• ENTRIES SUPPLIED
* * * * * * * * *

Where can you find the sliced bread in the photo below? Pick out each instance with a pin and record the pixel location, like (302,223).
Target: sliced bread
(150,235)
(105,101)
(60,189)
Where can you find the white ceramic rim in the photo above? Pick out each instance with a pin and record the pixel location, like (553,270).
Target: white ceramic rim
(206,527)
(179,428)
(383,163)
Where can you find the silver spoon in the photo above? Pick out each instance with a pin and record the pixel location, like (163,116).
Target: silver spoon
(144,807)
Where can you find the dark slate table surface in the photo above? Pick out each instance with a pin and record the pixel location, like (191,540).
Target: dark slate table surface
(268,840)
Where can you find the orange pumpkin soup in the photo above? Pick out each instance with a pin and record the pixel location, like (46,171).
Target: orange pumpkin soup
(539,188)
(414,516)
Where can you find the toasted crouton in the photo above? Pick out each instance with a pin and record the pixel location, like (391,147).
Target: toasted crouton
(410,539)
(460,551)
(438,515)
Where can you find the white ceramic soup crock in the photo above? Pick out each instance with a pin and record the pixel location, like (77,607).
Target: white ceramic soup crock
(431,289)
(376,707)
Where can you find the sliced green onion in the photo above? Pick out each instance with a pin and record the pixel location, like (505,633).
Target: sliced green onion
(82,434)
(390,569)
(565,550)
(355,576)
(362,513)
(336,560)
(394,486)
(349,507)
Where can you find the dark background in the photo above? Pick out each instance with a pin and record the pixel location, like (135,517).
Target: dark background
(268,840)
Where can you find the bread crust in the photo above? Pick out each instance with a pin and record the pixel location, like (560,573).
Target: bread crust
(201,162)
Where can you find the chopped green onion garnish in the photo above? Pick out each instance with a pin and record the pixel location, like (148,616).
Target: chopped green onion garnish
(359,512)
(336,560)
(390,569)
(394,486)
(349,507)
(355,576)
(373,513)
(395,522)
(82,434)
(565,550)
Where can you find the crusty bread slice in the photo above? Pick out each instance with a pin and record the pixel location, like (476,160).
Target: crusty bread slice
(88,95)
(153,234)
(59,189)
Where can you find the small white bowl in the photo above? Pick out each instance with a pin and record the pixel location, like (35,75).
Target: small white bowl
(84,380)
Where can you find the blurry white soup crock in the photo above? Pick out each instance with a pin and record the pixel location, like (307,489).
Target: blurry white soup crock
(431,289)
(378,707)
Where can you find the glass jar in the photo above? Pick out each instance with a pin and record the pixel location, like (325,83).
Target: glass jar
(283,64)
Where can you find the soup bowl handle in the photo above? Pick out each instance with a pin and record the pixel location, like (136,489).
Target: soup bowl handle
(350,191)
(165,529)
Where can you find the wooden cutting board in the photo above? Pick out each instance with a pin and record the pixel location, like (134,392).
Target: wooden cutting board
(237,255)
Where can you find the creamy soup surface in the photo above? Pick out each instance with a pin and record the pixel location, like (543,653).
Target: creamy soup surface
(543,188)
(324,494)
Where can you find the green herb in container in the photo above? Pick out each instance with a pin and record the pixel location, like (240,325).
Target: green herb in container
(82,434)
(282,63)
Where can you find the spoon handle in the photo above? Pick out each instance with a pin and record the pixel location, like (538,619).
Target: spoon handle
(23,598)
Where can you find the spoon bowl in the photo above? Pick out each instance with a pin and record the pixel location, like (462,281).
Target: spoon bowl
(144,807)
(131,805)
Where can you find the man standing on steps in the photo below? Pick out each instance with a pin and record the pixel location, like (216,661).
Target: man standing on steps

* * * * * * * * *

• THE PROBLEM
Word for word, restate each of the records above.

• THE ANSWER
Where can you find the sliced bread in the photo below? Pick out each instance with a pin and record the pixel location, like (302,223).
Target: sliced bread
(150,235)
(105,101)
(60,189)
Where can you find the white ceramic rim in the photo above? Pick out each instance with a pin and record the pixel location, like (553,270).
Target: white ceramic rim
(206,527)
(179,428)
(383,163)
Where can you find the silver spoon in the photo above? Pick out each instance with a pin and record the pixel location, like (163,116).
Target: silver spoon
(144,807)
Where can you find the dark slate table surface in the photo above? Pick out each instance with a pin and record the pixel location, like (191,540).
Target: dark slate table surface
(268,840)
Where can you find the orange pumpkin soup in the photo above? Pick out each instance with a pin and record the pixel location, like (46,171).
Target: orange pumpkin soup
(539,188)
(414,516)
Where can you find the toasted crouton in the photo above? Pick out each instance with a pin and record the pixel location, like (391,147).
Target: toasted crouton
(410,539)
(460,551)
(438,515)
Where can you find the white ceramic soup crock in the photo above? Pick out each instance with a pin and record the pixel location, like (77,607).
Target: white ceramic soup crock
(431,289)
(376,707)
Where can you find the sliced green onion in the photo above? Pick out each instance with a pin and record the pixel location, like (505,633).
Target: sliced green onion
(82,434)
(390,569)
(565,550)
(355,576)
(362,513)
(336,560)
(394,486)
(349,507)
Where can you find the dark background in the photo above? Pick out each instance with a pin and record the pixel location, like (135,517).
Target: dark background
(268,840)
Where can you find the bread crust in the photo above? Pick out each instance with a pin and record the pixel location, like (560,573).
Target: bread crust
(201,162)
Where can you find the chopped green onion garnish in the photo above? Pick out each instance with a pin and record the pixel location, like (148,616).
Target: chopped green onion garnish
(359,512)
(336,560)
(390,569)
(394,486)
(349,507)
(355,576)
(373,513)
(395,522)
(82,434)
(565,550)
Where can you find the crusty bread slice in the photo above? Pick out each instance with a pin and record the pixel location, like (476,160).
Target: crusty bread slice
(88,95)
(153,234)
(59,189)
Where can you find the small white bowl in the photo above? Pick out each instance with a pin and record the pixel location, like (35,75).
Target: small white bowl
(84,380)
Where can you find the blurry white soup crock in the photo above? Pick out each instance with a pin and record the pixel location, like (307,489).
Target: blurry white soup crock
(431,289)
(378,707)
Where can you find the glass jar in the photo above? Pick out each instance with a pin and record the pixel location, like (325,83).
Target: glass jar
(283,64)
Where can you find the soup bowl handle in the photo above? Pick out each instance with a pin and record the pixel location, like (136,489).
Target: soup bowl handle
(350,191)
(165,529)
Where can you find the wooden cutting board in the photo above? Pick out each instance with a pin and record the pixel location, like (134,392).
Target: wooden cutting board
(237,255)
Where can you find the creamy soup surface in the photo above? Pick out each instance with a pin and record the pixel location, like (543,653).
Target: creamy soup surface
(543,188)
(324,494)
Where can you find the green herb in container in the photo above? Pick out each instance with a pin and record the pixel location, like (240,325).
Target: green herb in container
(82,434)
(282,63)
Where can you find the spoon handle in the photo above? Pick out each instance with a pin and record the pixel location, like (538,619).
Target: spoon handle
(23,598)
Where can you find the spoon bowl in the photo above? Pick out each instance with a pin and record the pixel location, like (462,281).
Target: spoon bowl
(144,807)
(131,805)
Where can you find the man standing on steps in the photo below? Pick out each instance with a pin and record the pixel location, like (216,661).
Target: man standing on steps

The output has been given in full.